■ WRITTEN REQUEST ■
Reproduce the entries below verbatim, starting with the line that contains "Can you box every single-story" and continuing through the last line.

** start of PROVIDED INFORMATION **

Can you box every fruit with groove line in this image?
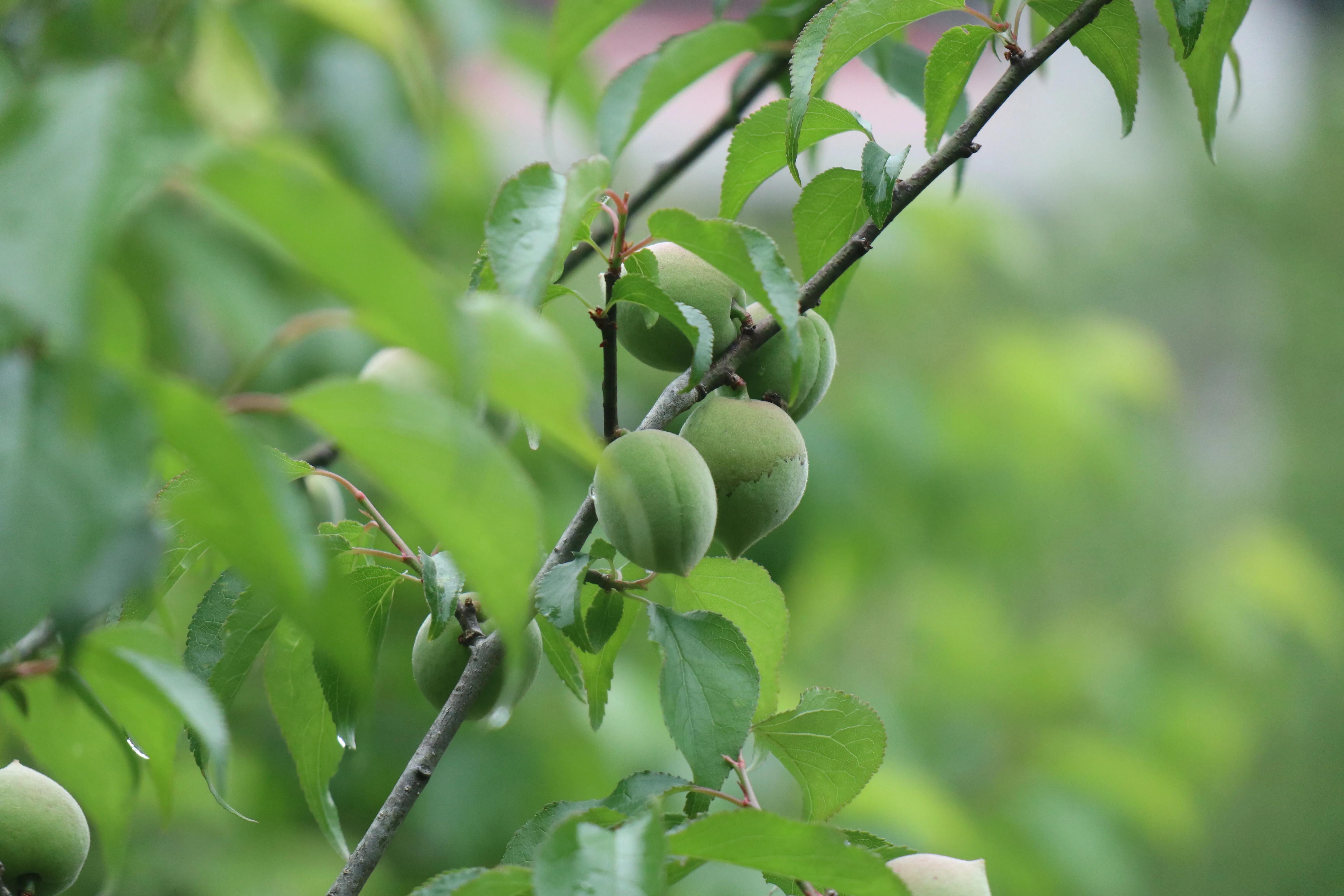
[593,430,716,575]
[616,243,743,371]
[0,759,89,896]
[887,853,991,896]
[359,345,444,392]
[681,396,808,559]
[738,304,836,420]
[411,607,542,719]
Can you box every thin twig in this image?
[560,52,789,281]
[328,0,1109,896]
[312,469,423,572]
[349,548,414,566]
[327,633,504,896]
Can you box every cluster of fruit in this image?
[594,243,836,575]
[0,759,89,896]
[403,243,836,719]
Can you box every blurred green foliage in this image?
[0,0,1344,896]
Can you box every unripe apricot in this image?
[411,607,542,719]
[887,853,991,896]
[738,304,836,420]
[593,430,716,575]
[616,243,742,371]
[0,759,89,896]
[681,396,808,558]
[359,347,444,392]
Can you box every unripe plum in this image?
[738,304,836,420]
[887,853,991,896]
[0,759,89,896]
[681,396,808,558]
[593,430,716,575]
[359,347,444,392]
[616,243,742,371]
[411,607,542,719]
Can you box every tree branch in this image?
[327,634,504,896]
[328,0,1110,896]
[560,52,789,281]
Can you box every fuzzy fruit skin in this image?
[411,610,542,719]
[0,759,89,896]
[738,304,836,420]
[887,853,991,896]
[681,396,808,559]
[616,243,742,371]
[593,430,716,575]
[359,347,444,392]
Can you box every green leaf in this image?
[0,676,136,872]
[583,590,625,650]
[289,0,438,128]
[456,865,532,896]
[1156,0,1251,160]
[313,564,401,750]
[649,603,761,787]
[410,868,487,896]
[578,586,636,731]
[500,799,602,865]
[266,621,349,858]
[532,805,664,896]
[458,293,602,463]
[751,688,887,819]
[925,26,995,155]
[668,809,907,896]
[785,0,964,183]
[649,208,802,357]
[77,623,183,823]
[793,168,868,325]
[719,99,872,218]
[863,140,910,224]
[1031,0,1140,136]
[419,548,466,641]
[500,771,691,865]
[485,156,612,305]
[550,0,640,95]
[0,62,190,353]
[672,558,789,719]
[155,377,368,676]
[1172,0,1208,58]
[597,20,761,159]
[292,380,542,672]
[840,827,915,862]
[612,271,714,391]
[183,570,280,706]
[0,352,161,644]
[198,142,454,368]
[536,554,593,653]
[536,618,587,701]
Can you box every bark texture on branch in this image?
[328,0,1110,896]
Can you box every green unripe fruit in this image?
[359,347,444,392]
[681,396,808,559]
[0,759,89,896]
[616,243,742,371]
[738,305,836,420]
[887,853,991,896]
[411,607,542,719]
[593,430,715,575]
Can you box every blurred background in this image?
[0,0,1344,896]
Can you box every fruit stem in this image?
[310,469,423,572]
[590,190,629,442]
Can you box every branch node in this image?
[454,598,485,646]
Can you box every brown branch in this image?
[328,0,1109,896]
[560,51,789,281]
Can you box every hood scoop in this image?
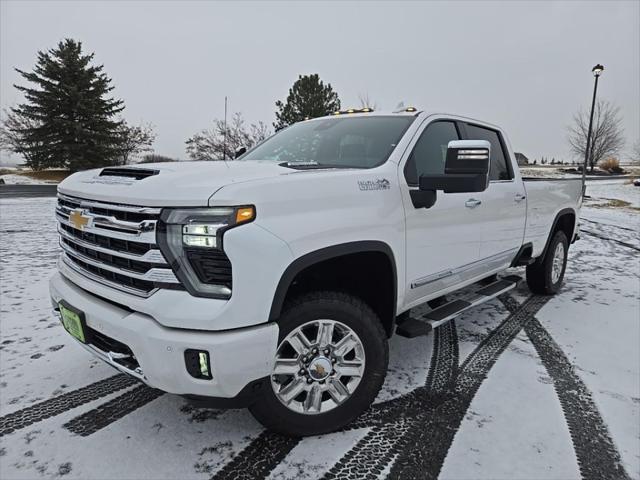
[100,167,160,180]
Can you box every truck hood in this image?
[58,160,297,207]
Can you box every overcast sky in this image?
[0,0,640,163]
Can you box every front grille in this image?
[56,195,182,297]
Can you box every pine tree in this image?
[273,73,340,130]
[11,39,124,171]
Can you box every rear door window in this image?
[465,123,513,180]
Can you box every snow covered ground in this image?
[0,186,640,479]
[0,171,58,185]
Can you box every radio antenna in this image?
[222,95,227,165]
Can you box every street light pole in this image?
[582,64,604,198]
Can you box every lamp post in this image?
[582,64,604,198]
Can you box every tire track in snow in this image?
[324,321,458,479]
[64,385,164,437]
[524,318,630,480]
[389,296,549,479]
[212,431,300,480]
[580,228,640,252]
[0,374,138,437]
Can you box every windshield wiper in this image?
[278,161,365,170]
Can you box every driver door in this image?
[400,119,482,305]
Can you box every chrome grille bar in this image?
[58,193,162,215]
[60,242,178,283]
[56,194,181,297]
[58,227,167,265]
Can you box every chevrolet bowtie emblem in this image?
[69,210,91,230]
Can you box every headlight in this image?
[157,206,256,298]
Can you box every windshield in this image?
[238,115,415,168]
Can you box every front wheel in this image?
[250,292,389,437]
[527,230,569,295]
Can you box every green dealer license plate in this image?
[58,302,87,343]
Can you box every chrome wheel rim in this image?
[271,320,366,415]
[551,243,565,283]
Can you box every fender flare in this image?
[538,208,578,259]
[269,240,398,322]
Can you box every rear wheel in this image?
[250,292,389,436]
[527,230,569,295]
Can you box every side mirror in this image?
[233,147,247,158]
[420,140,491,193]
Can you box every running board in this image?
[396,275,521,338]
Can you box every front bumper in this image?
[50,273,278,398]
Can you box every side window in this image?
[465,124,512,180]
[404,121,460,187]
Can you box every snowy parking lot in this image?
[0,182,640,479]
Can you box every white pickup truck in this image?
[50,108,582,436]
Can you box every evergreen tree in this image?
[11,39,124,171]
[273,73,340,130]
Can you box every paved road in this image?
[0,184,58,198]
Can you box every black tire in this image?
[249,292,389,437]
[527,230,569,295]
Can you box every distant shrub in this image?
[600,157,624,173]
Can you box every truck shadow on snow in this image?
[0,244,630,479]
[0,294,629,479]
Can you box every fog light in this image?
[184,349,213,380]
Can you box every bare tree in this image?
[358,93,378,110]
[185,112,270,160]
[568,100,624,172]
[116,121,156,165]
[631,139,640,165]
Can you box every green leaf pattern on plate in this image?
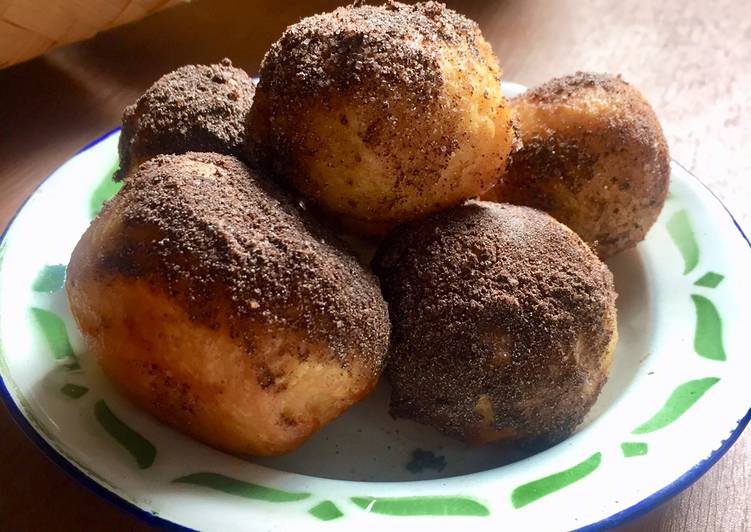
[511,453,602,508]
[172,472,310,502]
[631,377,720,434]
[350,495,490,517]
[30,307,75,360]
[691,294,727,361]
[667,209,699,275]
[308,501,344,521]
[94,399,156,469]
[31,264,65,294]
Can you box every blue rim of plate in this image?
[0,127,751,532]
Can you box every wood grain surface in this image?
[0,0,751,531]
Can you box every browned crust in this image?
[486,72,670,258]
[374,202,615,442]
[71,153,389,370]
[116,59,255,179]
[247,2,504,221]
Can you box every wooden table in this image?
[0,0,751,531]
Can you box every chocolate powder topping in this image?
[100,153,389,369]
[116,59,255,180]
[374,202,615,441]
[496,72,670,258]
[259,2,480,99]
[247,2,503,220]
[518,71,630,103]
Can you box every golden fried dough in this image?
[115,59,255,180]
[66,153,389,455]
[248,2,514,232]
[374,202,617,446]
[483,72,670,259]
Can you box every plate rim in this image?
[0,127,751,531]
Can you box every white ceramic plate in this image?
[0,84,751,530]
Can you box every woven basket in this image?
[0,0,182,68]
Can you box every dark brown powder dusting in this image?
[116,59,255,179]
[100,153,389,369]
[260,2,479,98]
[519,71,629,103]
[247,2,500,222]
[374,202,615,442]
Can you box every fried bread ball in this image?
[248,2,515,233]
[66,153,389,455]
[374,202,617,447]
[483,72,670,259]
[115,59,255,180]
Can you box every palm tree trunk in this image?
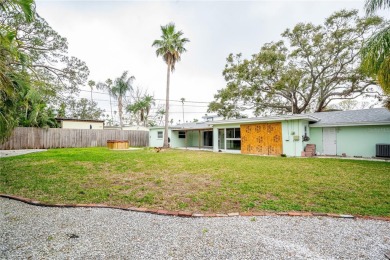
[163,62,171,148]
[109,93,114,124]
[118,96,123,130]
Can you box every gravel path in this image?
[0,198,390,259]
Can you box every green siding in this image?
[149,128,203,148]
[308,127,324,153]
[149,128,164,147]
[282,120,310,156]
[310,125,390,157]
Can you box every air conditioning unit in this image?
[376,144,390,158]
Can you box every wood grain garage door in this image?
[240,123,283,155]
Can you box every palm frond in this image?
[364,0,390,15]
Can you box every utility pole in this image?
[180,98,186,124]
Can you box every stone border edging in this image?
[0,194,390,221]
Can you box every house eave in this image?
[210,115,319,126]
[309,122,390,128]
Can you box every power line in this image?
[80,89,210,104]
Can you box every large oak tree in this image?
[209,10,383,118]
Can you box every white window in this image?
[218,128,241,150]
[179,131,186,138]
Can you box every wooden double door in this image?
[240,123,283,155]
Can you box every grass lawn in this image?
[0,148,390,216]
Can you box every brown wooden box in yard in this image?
[107,140,129,150]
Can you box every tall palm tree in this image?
[361,0,390,100]
[180,98,186,124]
[96,79,114,125]
[88,80,96,103]
[152,23,190,148]
[112,71,135,129]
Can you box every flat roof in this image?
[56,117,104,123]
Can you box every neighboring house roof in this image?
[150,122,213,131]
[307,108,390,127]
[171,122,213,131]
[209,114,319,125]
[56,117,104,123]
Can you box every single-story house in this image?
[56,118,104,129]
[149,108,390,157]
[149,122,213,149]
[104,125,149,132]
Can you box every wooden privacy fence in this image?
[0,127,149,150]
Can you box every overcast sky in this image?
[37,0,376,122]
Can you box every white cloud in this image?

** end of PROVIDED INFORMATION **

■ TASK OUTPUT ■
Can you box every single-story house in this image?
[56,118,104,129]
[149,108,390,157]
[149,122,213,149]
[104,125,149,132]
Can you box every wooden privacy fence in this image?
[0,127,149,150]
Can you box every overcast sky in this image?
[37,0,376,122]
Can you box every white cloud in this image?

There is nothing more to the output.